**Your objective:** Reproduce every line of the material below, requests included, but multiply each coordinate in the answers by 0.3 and round to whole numbers, with halves rounding up. Leave the sample coordinates in the requests unchanged, and omit the pictures from your reply.

Image location labeling material:
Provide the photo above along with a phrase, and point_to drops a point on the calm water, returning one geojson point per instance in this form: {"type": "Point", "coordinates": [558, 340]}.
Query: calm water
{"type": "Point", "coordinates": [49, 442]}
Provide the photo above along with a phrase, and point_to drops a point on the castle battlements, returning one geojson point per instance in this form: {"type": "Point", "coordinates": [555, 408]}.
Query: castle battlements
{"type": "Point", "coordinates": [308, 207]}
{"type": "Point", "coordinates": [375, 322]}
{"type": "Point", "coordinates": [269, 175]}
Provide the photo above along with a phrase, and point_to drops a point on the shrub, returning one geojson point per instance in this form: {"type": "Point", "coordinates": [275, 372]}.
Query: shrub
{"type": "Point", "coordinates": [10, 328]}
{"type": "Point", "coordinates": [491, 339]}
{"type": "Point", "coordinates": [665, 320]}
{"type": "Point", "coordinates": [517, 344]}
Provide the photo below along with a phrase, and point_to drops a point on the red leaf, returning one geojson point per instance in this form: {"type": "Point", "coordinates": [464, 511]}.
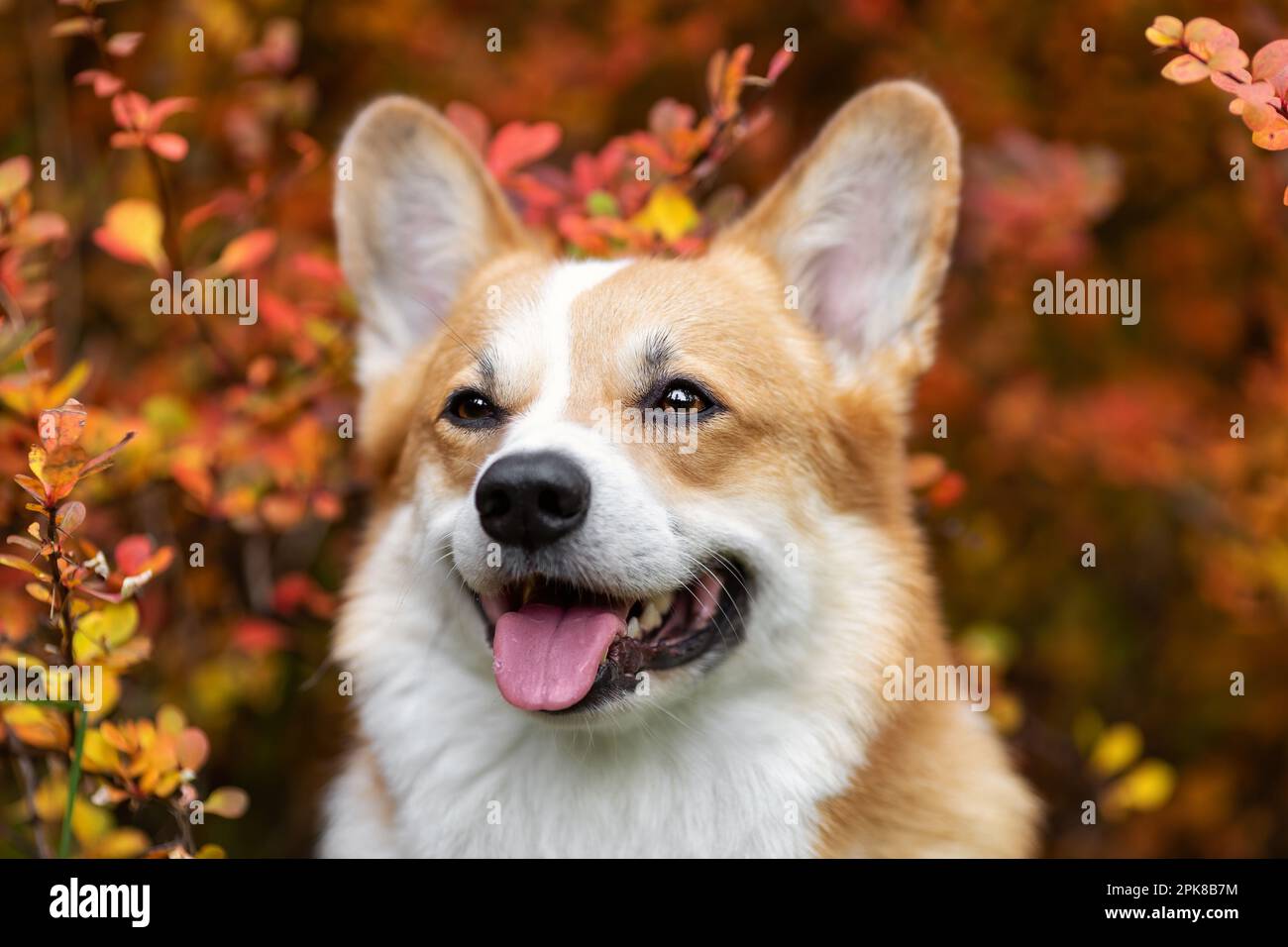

**Output for this exercise:**
Provide the photo above along with a phrase, and point_to drops a point on the calm water, returning one geojson point per instance in this form: {"type": "Point", "coordinates": [558, 340]}.
Query: calm water
{"type": "Point", "coordinates": [15, 133]}
Provide the photo above along with a phrase, and point_to drops a point on the castle battlements, returning one geojson point per instance in this form: {"type": "Point", "coordinates": [555, 408]}.
Query: castle battlements
{"type": "Point", "coordinates": [92, 62]}
{"type": "Point", "coordinates": [113, 97]}
{"type": "Point", "coordinates": [81, 53]}
Provide the photo above along with a phrase, and point_to drops a point on the shrub, returning one geojson point per instance in this form: {"type": "Point", "coordinates": [275, 372]}.
Query: shrub
{"type": "Point", "coordinates": [3, 98]}
{"type": "Point", "coordinates": [147, 102]}
{"type": "Point", "coordinates": [200, 96]}
{"type": "Point", "coordinates": [155, 103]}
Provide the photo below along with a phrase, and point_to drops a point on the red leaf, returning one geojson point per instance in this form: {"type": "Point", "coordinates": [464, 511]}.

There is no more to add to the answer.